Continue the article on Magellan Aerospace as a Canadian space stock, picking up after its last sentence.

- _Passage to read_:
========================

Best Canadian space stock to buy. Magellan Aerospace (TSE:MAL)
Magellan Aerospace Corp supplies components to the aerospace industry, trading under the ticker symbol MAL. It has two major product groups: aerostructures and aeroengines. Its engines and parts may be applied to new aircraft or as replacement parts for existing platforms.
The company provides aftermarket support by conducting specific repairs and other maintenance services. It serves both commercial (approximately three-fourths of total sales) and defence markets.
The company has more than 60 years of experience providing solutions for suborbital, Earth orbit, and deep space missions. The company also supplies high-level satellite assembly, integration, and testing services.
Magellan isn't entirely a pure-play space stock. Although it does manufacture and service parts for spacecraft, among many other things, it is also a general supplier of aircraft parts. In fact, in 2022, it signed a multi-year contract with Lockheed Martin to supply components for the F-35 Aircraft.

========================

- _Extracted information_:
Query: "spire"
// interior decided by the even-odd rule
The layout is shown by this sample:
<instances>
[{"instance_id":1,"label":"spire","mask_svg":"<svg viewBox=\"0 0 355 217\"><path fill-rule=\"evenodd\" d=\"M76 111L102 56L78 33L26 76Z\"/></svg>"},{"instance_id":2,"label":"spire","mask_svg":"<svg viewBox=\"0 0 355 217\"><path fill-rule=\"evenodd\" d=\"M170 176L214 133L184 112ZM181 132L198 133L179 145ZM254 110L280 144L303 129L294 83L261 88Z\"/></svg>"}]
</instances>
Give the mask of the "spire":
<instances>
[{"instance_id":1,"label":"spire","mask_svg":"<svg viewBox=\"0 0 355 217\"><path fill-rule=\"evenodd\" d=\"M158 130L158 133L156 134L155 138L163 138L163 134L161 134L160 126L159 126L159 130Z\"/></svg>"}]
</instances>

========================

- _Expected answer_:
Its exposure to the airline industry was also the reason the stock completely collapsed amid the COVID-19 pandemic and has struggled to recover since because of the hardships in the industry. However, this does leave an attractive opportunity for those looking at Magellan now, as it is the cheapest it's been in a while.
Trading at only 14.8 times trailing cash flows at the time of writing, this isn't a super cheap stock but not outlandishly expensive either. It is also one of the only companies in the Canadian space sector that pays a dividend, albeit a small one at a low 1% yield.
Fiscal 2022 was hard on Magellan. However, analysts are expecting a large-scale turnaround in 2023. Margins are expected to increase, with a double-digit revenue jump and a return to growing earnings.